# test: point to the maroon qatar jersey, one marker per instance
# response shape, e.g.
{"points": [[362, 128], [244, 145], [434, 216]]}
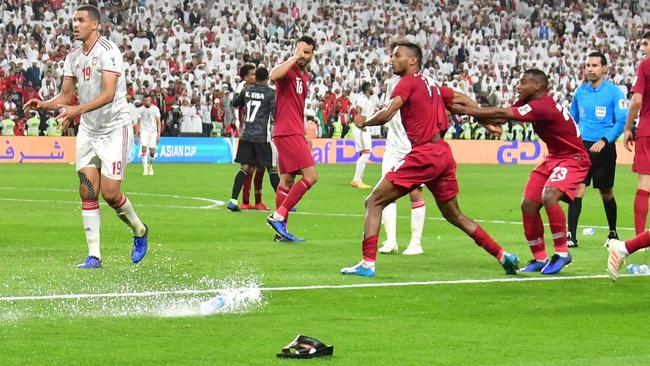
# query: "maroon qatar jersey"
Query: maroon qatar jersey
{"points": [[290, 94], [553, 124]]}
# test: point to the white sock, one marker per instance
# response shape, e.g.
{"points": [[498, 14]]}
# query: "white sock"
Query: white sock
{"points": [[361, 166], [389, 220], [91, 221], [418, 215], [126, 213]]}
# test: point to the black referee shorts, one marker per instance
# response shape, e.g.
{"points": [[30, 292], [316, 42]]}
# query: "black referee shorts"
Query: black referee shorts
{"points": [[256, 153], [603, 166]]}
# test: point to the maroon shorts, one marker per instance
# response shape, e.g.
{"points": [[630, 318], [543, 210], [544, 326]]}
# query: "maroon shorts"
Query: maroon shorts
{"points": [[563, 174], [293, 153], [641, 162], [431, 164]]}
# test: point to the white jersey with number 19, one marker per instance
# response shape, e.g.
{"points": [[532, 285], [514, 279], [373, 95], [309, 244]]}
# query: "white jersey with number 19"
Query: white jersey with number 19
{"points": [[87, 68]]}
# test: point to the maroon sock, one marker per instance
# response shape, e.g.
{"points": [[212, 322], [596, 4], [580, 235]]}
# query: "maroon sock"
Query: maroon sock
{"points": [[246, 190], [485, 241], [638, 242], [258, 180], [534, 233], [369, 248], [280, 195], [557, 223], [295, 194], [640, 210]]}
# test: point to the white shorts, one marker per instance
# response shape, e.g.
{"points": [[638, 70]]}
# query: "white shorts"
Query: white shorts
{"points": [[362, 139], [107, 153], [148, 139]]}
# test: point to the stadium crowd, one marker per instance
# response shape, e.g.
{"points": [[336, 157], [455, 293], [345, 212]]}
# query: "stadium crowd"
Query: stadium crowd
{"points": [[187, 54]]}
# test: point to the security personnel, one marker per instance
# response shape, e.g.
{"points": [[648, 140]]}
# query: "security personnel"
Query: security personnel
{"points": [[599, 108]]}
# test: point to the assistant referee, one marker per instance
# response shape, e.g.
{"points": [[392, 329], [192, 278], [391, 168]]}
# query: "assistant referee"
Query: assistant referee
{"points": [[599, 107]]}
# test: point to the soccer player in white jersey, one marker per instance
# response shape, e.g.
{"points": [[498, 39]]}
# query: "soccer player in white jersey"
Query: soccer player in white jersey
{"points": [[362, 139], [397, 146], [149, 123], [95, 68]]}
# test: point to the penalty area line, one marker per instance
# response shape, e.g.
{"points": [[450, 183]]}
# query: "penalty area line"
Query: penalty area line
{"points": [[306, 288]]}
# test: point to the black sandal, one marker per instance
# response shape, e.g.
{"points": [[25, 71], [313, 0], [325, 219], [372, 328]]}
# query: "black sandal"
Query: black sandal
{"points": [[305, 347]]}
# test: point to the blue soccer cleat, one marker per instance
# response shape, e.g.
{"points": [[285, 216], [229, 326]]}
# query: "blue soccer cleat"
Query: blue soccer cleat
{"points": [[139, 246], [281, 228], [359, 270], [556, 264], [510, 263], [91, 262], [534, 266], [233, 207]]}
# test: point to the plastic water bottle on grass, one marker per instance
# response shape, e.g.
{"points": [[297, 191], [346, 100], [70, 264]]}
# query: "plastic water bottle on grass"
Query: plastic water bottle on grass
{"points": [[212, 306]]}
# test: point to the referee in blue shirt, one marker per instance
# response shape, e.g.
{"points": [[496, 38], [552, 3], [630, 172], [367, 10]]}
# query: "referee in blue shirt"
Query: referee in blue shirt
{"points": [[599, 108]]}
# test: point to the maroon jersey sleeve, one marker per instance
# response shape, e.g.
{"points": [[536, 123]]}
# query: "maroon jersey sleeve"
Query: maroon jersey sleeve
{"points": [[403, 89], [447, 95], [642, 74], [529, 112]]}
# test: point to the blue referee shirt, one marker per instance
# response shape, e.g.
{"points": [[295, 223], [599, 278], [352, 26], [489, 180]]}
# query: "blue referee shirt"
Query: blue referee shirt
{"points": [[599, 112]]}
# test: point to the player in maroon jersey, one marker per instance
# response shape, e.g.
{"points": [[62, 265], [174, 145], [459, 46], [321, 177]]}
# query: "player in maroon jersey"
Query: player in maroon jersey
{"points": [[422, 107], [554, 179], [618, 249], [289, 134]]}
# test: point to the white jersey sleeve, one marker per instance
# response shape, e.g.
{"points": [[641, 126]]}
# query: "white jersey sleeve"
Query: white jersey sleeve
{"points": [[397, 142]]}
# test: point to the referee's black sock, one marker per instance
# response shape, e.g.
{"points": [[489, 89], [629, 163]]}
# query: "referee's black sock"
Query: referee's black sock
{"points": [[239, 182], [610, 212], [574, 213]]}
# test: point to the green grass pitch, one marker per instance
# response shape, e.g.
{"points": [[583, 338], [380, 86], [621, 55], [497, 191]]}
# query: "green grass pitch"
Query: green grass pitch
{"points": [[582, 321]]}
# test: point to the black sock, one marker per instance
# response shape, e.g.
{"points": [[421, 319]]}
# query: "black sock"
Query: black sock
{"points": [[574, 213], [239, 182], [274, 177], [610, 212]]}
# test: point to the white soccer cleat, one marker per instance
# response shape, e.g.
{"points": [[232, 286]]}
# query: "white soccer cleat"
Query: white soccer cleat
{"points": [[413, 249], [617, 254], [388, 248]]}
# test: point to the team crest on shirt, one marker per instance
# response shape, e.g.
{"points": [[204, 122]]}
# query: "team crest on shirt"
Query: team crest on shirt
{"points": [[623, 104], [524, 109]]}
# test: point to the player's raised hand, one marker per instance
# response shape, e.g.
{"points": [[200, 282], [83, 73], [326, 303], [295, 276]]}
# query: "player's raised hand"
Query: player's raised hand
{"points": [[33, 104], [628, 139], [67, 113], [360, 121]]}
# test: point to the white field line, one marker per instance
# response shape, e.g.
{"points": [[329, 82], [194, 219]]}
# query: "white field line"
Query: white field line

══════════

Repeat the full listing above exactly, with no pictures in the copy.

# Exercise solution
# test: point to the maroon qatar jersey, one marker per instance
# response shape, e.g.
{"points": [[362, 128], [244, 145], [434, 216]]}
# query: "maroon qatar jersey"
Query: maroon qatar jersey
{"points": [[290, 94], [553, 124]]}
# test: point to the white sock, one marker per instance
# response shape, e.g.
{"points": [[498, 14]]}
# query: "white sock"
Query: white sock
{"points": [[361, 166], [389, 220], [91, 221], [418, 215], [126, 213]]}
# test: point to the black referee shorts, one marker per instance
# response shape, e.g.
{"points": [[30, 292], [316, 42]]}
# query: "black referee shorts"
Query: black referee shorts
{"points": [[256, 153], [603, 166]]}
# test: point to the maroon shorts, one marker per instance
# response shape, e.g.
{"points": [[630, 318], [543, 210], [544, 326]]}
# query: "maroon shorts"
Query: maroon shorts
{"points": [[563, 174], [293, 153], [641, 162], [431, 164]]}
# test: point to the white jersey with number 19, one marker per instance
# response shape, e.g.
{"points": [[532, 285], [514, 279], [373, 95], [309, 244]]}
# query: "white jersey with number 19"
Query: white jersey with number 19
{"points": [[87, 68]]}
# test: point to the maroon sock, one marker per instance
# response shape, e.g.
{"points": [[212, 322], [596, 4], [580, 235]]}
# query: "maroon sock"
Query: maroon sock
{"points": [[246, 190], [485, 241], [638, 242], [258, 180], [534, 233], [369, 248], [280, 195], [557, 223], [295, 194], [640, 210]]}
# test: point to the white shorts, one marker per instance
# response shape, e.g.
{"points": [[638, 70]]}
# query: "white shorts"
Query: white shorts
{"points": [[362, 139], [107, 153], [148, 139]]}
# test: point to the stadium crowd, one marker per instance
# response shape, e.g.
{"points": [[336, 157], [455, 293], [345, 212]]}
# query: "stadium crowd"
Query: stadium crowd
{"points": [[187, 54]]}
# test: point to the security personnel, one marker per instance
# response shape, e.g.
{"points": [[648, 140]]}
# query: "security personnel"
Query: security personnel
{"points": [[599, 108]]}
# test: point to the assistant referee, one marker per instance
# response shape, e.g.
{"points": [[392, 329], [192, 278], [391, 168]]}
# query: "assistant referee"
Query: assistant referee
{"points": [[599, 107]]}
# test: point to the soccer player in white jersey, one marker per instance
# response shape, e.g.
{"points": [[498, 39]]}
# query: "soccer player in white jersey"
Query: soccer player in white jersey
{"points": [[362, 139], [397, 146], [149, 123], [95, 68]]}
# test: point to the penalty area line, one marker per instance
# response shape, e.g.
{"points": [[450, 183]]}
# query: "penalty area line"
Query: penalty area line
{"points": [[306, 288]]}
# test: point to the black sandal, one marker per instance
# response shape, e.g.
{"points": [[25, 71], [313, 0], [325, 219], [372, 328]]}
# query: "black sandal"
Query: black sandal
{"points": [[305, 347]]}
# test: point to the blue soccer cleat, one marker per instance
# response shape, e.g.
{"points": [[285, 216], [229, 326]]}
# query: "blue soccer cleat"
Query: blue soccer cleat
{"points": [[139, 246], [281, 228], [359, 270], [556, 264], [510, 263], [91, 262], [534, 266], [233, 207]]}
# test: point to the plastic water bottle on grass, one marker per instance
# response shape, e.g.
{"points": [[297, 191], [346, 100], [70, 264]]}
# query: "plastic water bottle on grass"
Query: plastic water bottle on grass
{"points": [[212, 306]]}
# test: point to the referee in blue shirt, one marker per instance
# response shape, e.g.
{"points": [[496, 38], [552, 3], [630, 172], [367, 10]]}
# query: "referee in blue shirt"
Query: referee in blue shirt
{"points": [[599, 108]]}
# test: point to the maroon jersey sleeve, one marker per instance
# response shape, e.g.
{"points": [[536, 123]]}
# query: "maroon jersey sleeve"
Query: maroon jersey sleeve
{"points": [[403, 89], [447, 95], [642, 74], [529, 112]]}
# test: point to the blue referee shirt, one marker per instance
# response shape, e.g.
{"points": [[295, 223], [599, 278], [352, 26], [489, 180]]}
# query: "blue referee shirt"
Query: blue referee shirt
{"points": [[599, 112]]}
# test: point to the player in maroon jersey, one marker per instance
# response shape, e.g.
{"points": [[62, 265], [174, 145], [459, 46], [321, 177]]}
# query: "player in maroon jersey"
Query: player in maroon jersey
{"points": [[422, 107], [554, 179], [618, 249], [289, 134]]}
# test: point to the white jersey sleeve, one marker per instance
# response shape, e.g.
{"points": [[641, 126]]}
# query: "white jersey sleeve"
Query: white jersey sleeve
{"points": [[397, 142]]}
# test: point to the referee's black sock, one marker per instance
# response shape, e.g.
{"points": [[489, 89], [629, 163]]}
# query: "referee's black sock"
Query: referee's black sock
{"points": [[239, 182], [610, 212], [574, 213]]}
# test: point to the green grass pitch, one marker per instance
# response shape, e.g.
{"points": [[583, 338], [380, 86], [621, 55], [497, 191]]}
# query: "green grass pitch"
Query: green grass pitch
{"points": [[582, 321]]}
# test: point to the black sock, one marker per instance
# response shape, e.g.
{"points": [[421, 319]]}
# query: "black sock"
Query: black sock
{"points": [[574, 213], [239, 182], [274, 177], [610, 212]]}
# test: point to the white soccer cleat, one marker per instance
# response shape, e.g.
{"points": [[232, 286]]}
# query: "white soccer cleat"
Query: white soccer cleat
{"points": [[413, 249], [617, 254], [388, 248]]}
# test: point to the team crest on shirt, one marker per instance
# response shape, e.g.
{"points": [[204, 122]]}
# query: "team crest on shirt"
Query: team crest on shirt
{"points": [[623, 104], [524, 109]]}
# test: point to the player's raised hand, one marker per instance
# response shape, e.g.
{"points": [[200, 282], [83, 73], [326, 303], [295, 276]]}
# query: "player's raised hand"
Query: player's raised hand
{"points": [[33, 104], [628, 139], [67, 113], [360, 121]]}
# test: point to the white field line, one marker per instance
# response shape, e.g.
{"points": [[329, 82], [194, 219]]}
# query: "white field line"
Query: white field line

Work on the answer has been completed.